___ Records to use

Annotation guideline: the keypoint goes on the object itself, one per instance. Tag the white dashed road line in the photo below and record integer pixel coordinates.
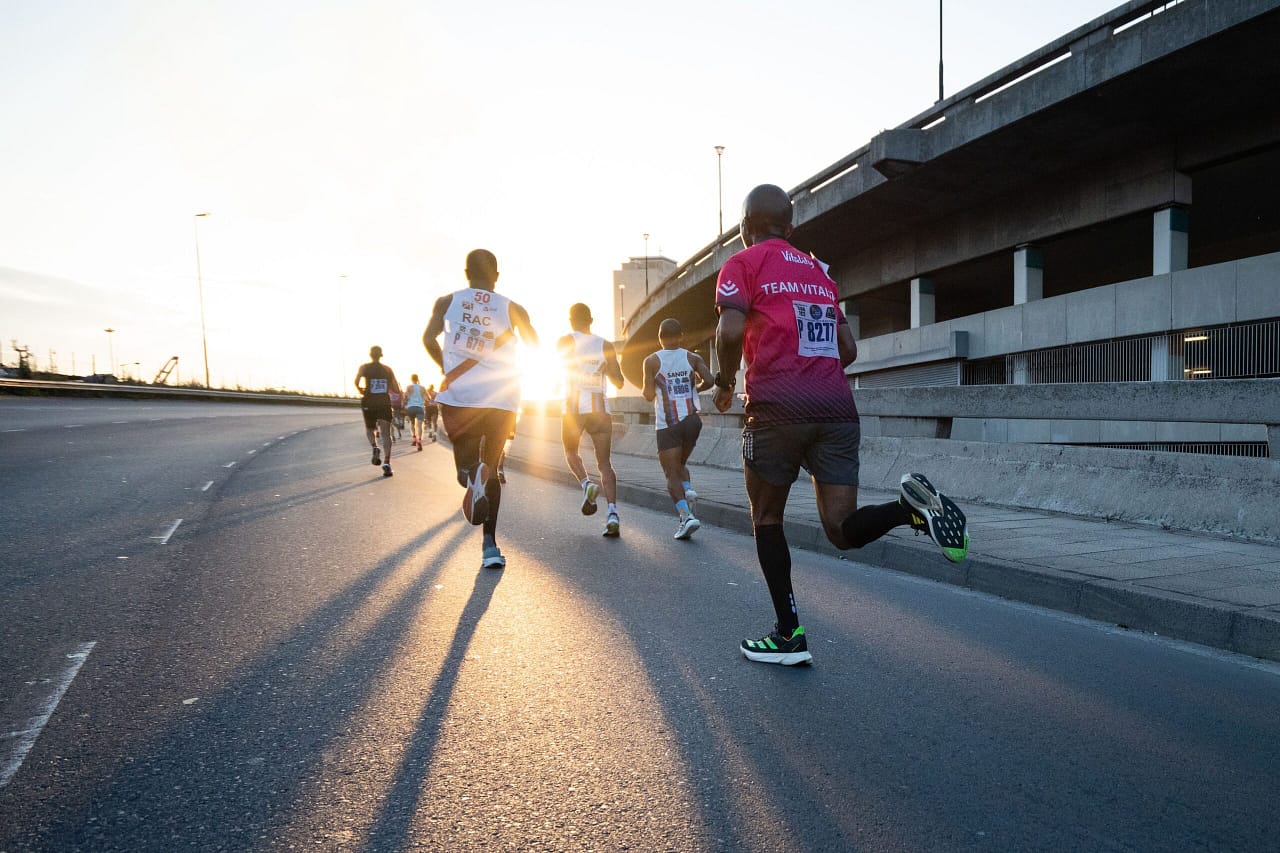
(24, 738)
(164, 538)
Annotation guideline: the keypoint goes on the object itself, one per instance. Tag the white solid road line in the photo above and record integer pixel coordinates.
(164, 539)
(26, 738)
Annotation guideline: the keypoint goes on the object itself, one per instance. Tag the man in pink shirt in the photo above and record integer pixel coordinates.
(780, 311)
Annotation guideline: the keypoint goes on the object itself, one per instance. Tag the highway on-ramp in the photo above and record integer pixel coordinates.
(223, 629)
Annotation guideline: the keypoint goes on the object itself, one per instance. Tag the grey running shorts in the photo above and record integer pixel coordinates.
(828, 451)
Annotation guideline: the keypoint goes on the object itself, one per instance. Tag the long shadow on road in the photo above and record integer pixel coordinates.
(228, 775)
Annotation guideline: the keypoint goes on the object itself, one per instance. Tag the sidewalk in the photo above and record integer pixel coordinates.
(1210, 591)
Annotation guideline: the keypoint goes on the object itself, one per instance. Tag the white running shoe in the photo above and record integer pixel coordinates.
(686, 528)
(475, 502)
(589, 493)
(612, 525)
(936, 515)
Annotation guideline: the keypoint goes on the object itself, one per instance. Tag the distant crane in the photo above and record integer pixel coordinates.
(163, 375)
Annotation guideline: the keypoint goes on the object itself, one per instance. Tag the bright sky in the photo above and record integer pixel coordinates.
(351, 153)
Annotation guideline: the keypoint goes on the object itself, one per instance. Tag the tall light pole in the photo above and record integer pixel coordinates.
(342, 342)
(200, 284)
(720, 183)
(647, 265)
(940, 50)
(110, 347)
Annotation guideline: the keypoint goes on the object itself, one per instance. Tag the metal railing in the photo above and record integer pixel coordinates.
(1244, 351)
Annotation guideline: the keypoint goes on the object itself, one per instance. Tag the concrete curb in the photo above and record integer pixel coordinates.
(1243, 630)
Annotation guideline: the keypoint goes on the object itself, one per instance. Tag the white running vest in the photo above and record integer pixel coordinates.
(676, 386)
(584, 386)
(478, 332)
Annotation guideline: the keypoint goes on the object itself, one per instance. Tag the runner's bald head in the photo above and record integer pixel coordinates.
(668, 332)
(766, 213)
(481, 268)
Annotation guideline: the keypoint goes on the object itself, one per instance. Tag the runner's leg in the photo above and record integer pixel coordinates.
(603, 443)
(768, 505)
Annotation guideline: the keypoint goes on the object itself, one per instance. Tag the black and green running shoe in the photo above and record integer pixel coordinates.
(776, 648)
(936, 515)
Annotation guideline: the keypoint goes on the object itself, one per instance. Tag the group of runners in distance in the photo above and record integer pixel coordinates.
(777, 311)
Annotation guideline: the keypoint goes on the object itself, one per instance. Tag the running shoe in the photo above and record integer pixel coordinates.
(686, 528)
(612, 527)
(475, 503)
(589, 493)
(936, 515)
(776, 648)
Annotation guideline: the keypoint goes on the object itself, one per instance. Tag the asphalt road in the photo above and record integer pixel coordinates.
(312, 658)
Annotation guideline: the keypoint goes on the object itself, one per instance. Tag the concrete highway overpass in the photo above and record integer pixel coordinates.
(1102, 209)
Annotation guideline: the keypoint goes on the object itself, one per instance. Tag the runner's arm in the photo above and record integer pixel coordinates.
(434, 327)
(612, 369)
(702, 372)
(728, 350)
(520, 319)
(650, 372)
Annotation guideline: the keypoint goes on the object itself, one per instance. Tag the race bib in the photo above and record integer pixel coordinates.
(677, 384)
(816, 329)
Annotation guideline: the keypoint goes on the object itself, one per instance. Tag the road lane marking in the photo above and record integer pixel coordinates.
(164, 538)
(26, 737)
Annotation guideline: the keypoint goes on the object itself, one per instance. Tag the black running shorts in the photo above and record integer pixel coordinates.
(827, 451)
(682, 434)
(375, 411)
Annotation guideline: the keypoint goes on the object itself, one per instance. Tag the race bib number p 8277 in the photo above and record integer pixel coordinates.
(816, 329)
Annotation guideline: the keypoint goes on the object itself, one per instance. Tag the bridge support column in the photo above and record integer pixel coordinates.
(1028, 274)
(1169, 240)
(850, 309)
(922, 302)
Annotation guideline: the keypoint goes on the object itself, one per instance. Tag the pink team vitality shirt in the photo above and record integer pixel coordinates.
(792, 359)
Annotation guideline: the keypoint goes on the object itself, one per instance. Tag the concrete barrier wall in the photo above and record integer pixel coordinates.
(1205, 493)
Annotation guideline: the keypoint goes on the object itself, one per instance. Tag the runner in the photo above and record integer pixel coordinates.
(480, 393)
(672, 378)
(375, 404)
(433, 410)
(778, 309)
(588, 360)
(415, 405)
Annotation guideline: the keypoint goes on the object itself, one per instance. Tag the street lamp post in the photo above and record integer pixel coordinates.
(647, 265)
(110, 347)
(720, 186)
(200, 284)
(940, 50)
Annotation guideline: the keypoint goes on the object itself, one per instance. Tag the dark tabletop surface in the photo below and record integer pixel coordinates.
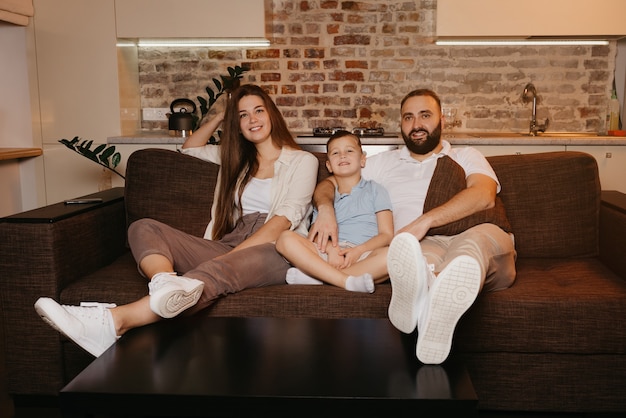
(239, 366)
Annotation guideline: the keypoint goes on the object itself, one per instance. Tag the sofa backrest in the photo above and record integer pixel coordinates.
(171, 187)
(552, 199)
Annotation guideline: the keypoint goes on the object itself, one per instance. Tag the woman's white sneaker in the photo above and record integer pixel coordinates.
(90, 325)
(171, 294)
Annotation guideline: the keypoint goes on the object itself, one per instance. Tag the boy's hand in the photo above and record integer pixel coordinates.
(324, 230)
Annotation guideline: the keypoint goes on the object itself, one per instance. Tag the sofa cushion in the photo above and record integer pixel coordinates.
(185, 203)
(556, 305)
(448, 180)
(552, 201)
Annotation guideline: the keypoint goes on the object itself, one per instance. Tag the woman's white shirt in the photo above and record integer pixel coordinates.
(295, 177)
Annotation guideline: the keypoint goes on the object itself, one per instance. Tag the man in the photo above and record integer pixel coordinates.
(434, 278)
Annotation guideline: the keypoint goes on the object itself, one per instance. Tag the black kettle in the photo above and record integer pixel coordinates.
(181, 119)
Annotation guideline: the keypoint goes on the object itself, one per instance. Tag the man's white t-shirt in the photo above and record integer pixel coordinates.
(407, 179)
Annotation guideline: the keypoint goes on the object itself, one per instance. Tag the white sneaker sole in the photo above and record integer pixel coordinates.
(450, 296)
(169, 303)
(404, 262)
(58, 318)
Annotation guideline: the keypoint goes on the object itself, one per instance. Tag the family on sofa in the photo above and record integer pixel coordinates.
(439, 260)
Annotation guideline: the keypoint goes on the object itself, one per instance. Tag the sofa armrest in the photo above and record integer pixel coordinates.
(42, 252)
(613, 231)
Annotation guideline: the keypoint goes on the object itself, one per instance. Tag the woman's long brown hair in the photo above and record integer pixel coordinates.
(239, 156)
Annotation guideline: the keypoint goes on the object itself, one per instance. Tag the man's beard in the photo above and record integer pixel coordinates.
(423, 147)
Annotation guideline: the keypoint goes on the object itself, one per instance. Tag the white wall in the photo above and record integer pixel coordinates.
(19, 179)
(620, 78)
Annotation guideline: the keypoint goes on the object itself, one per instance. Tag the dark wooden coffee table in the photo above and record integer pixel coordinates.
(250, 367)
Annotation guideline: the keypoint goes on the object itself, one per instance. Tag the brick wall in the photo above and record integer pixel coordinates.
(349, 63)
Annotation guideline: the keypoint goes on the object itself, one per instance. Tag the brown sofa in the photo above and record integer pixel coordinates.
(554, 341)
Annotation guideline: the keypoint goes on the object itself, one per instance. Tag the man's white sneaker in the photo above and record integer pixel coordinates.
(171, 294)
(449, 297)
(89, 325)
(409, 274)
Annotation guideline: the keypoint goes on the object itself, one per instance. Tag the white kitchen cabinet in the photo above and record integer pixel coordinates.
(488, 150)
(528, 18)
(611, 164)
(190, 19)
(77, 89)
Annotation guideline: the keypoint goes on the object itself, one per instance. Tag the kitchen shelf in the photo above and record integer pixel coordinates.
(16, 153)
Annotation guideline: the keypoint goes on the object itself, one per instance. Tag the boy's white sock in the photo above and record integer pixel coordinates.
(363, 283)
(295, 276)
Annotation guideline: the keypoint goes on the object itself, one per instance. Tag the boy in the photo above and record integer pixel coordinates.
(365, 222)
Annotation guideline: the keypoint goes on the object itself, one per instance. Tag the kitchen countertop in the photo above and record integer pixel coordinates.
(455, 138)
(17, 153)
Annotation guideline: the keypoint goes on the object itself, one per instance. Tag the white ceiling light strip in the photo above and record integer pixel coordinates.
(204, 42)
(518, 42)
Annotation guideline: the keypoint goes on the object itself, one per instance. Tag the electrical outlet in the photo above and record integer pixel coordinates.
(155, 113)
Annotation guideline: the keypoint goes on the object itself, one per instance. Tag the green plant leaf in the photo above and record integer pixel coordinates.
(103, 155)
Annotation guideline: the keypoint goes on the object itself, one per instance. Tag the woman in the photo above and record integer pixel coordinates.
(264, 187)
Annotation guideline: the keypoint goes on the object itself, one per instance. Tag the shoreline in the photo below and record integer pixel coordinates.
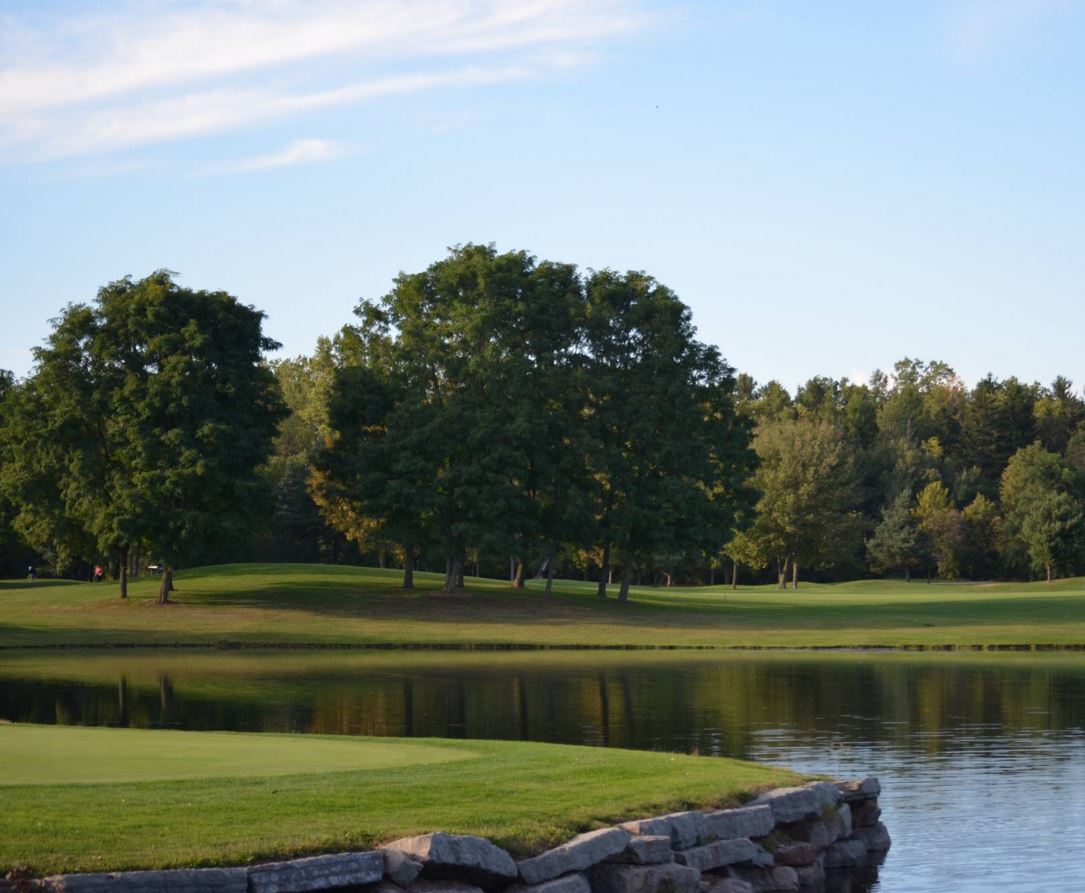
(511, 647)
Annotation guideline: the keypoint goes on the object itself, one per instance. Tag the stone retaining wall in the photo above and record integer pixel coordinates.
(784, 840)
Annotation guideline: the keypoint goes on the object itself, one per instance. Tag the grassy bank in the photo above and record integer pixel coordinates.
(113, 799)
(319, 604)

______

What this task involves
Reproduce the line that contains "Tag the grassy" and each line after it through the last line of the entries above, exactly; leave out all earlier lines.

The completed task
Annotation guideline: the keypoint goes on the object itself, one per instance. Tag the grassy bank in the photo above and record integer pixel coordinates.
(113, 799)
(319, 604)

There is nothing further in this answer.